## START
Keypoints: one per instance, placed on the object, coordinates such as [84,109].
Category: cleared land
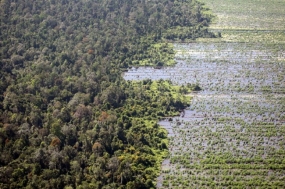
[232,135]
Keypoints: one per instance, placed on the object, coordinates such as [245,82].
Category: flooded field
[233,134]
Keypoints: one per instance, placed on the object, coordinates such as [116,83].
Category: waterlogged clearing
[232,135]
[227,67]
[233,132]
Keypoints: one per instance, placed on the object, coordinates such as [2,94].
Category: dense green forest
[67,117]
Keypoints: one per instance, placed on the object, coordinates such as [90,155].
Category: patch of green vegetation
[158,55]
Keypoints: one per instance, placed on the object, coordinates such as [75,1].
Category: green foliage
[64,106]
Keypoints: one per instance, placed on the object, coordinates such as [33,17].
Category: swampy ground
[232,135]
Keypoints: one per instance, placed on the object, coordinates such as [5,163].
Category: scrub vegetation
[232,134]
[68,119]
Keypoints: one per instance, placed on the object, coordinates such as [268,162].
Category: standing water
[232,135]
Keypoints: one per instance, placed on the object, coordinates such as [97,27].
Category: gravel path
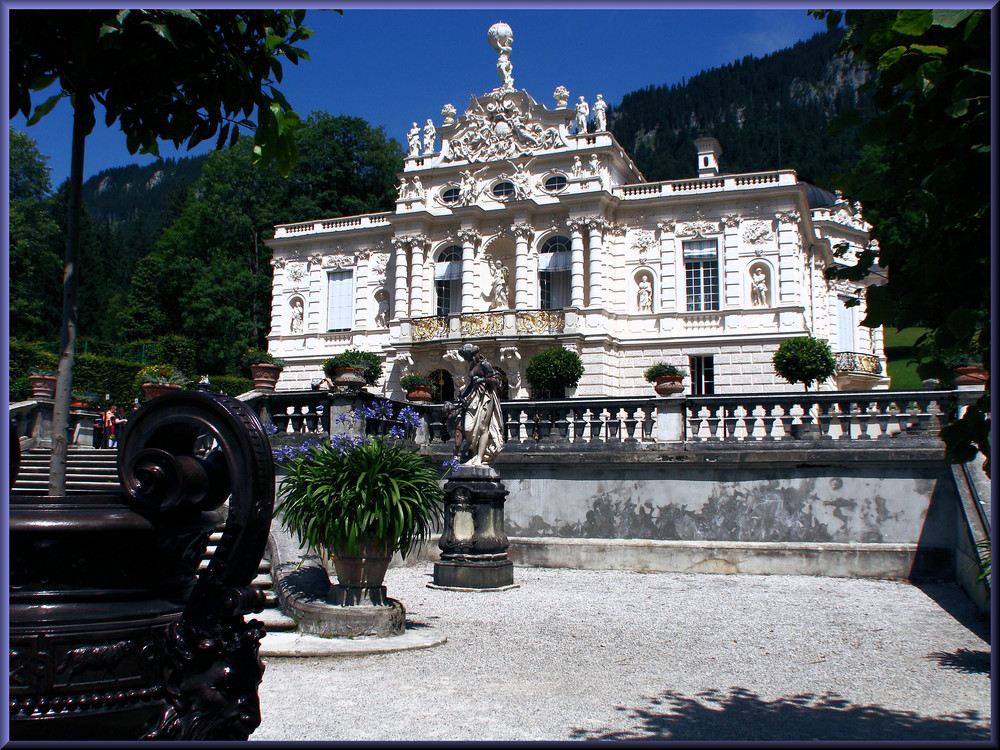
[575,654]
## END
## START
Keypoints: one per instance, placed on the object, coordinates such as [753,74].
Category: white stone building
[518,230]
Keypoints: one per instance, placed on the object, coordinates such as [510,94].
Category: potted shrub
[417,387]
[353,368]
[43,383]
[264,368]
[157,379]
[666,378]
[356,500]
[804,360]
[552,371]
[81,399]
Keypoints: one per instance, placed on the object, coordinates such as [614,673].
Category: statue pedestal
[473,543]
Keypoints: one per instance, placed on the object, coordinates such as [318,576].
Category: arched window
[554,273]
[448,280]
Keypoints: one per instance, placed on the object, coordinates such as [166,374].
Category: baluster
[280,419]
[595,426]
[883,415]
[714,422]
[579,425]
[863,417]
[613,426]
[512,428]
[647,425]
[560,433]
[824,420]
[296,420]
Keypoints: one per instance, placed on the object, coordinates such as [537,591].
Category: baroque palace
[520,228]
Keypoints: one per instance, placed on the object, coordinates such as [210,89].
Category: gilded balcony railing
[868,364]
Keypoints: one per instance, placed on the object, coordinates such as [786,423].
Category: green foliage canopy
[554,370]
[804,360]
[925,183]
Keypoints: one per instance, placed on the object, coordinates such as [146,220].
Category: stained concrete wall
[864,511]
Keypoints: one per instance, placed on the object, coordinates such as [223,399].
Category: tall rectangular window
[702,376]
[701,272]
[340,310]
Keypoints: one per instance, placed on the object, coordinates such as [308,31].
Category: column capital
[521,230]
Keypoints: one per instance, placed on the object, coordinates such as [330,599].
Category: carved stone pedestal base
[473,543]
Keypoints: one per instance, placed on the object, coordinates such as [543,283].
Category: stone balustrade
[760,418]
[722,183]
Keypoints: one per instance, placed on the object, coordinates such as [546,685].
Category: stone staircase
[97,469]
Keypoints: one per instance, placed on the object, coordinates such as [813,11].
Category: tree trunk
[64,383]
## END
## START
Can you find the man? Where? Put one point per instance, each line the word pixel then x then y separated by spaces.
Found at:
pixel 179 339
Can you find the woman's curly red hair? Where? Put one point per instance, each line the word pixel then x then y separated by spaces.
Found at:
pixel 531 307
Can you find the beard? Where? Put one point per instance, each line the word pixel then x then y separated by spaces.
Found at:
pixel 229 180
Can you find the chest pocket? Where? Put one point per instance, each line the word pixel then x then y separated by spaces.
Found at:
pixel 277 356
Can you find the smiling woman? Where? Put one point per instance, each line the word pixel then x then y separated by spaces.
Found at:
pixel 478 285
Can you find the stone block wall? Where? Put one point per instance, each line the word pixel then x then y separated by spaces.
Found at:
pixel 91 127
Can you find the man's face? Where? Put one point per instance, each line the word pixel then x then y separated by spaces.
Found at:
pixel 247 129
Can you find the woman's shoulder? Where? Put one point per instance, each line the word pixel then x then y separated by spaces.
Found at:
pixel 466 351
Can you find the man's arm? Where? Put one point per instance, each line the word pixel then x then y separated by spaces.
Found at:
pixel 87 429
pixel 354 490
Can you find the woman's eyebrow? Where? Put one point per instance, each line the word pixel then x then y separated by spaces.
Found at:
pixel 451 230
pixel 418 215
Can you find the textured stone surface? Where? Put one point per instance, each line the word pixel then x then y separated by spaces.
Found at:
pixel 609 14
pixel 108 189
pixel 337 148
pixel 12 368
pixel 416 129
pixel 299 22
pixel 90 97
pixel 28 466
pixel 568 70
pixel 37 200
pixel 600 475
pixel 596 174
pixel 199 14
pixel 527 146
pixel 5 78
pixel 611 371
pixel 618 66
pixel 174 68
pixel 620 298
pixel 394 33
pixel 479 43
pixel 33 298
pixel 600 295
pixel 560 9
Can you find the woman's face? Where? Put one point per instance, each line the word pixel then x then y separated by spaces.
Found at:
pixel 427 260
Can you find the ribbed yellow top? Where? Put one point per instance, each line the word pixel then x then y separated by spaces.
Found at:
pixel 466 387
## END
▶ [WRITTEN EXERCISE] Render the lines from the one containing "Can you find the man's face?" through the one containing "pixel 466 351", both included, as a JSON list of strings, one string per line, omitting any blank lines.

▶ [FINISHED EXERCISE]
[
  "Can you find the man's face? Where? Put one point per instance, each line the word pixel then x then y separated by spaces.",
  "Found at:",
  "pixel 247 129",
  "Can you find the woman's shoulder? Where? Put one point per instance, each line the word pixel then x then y separated by spaces.",
  "Found at:",
  "pixel 466 351"
]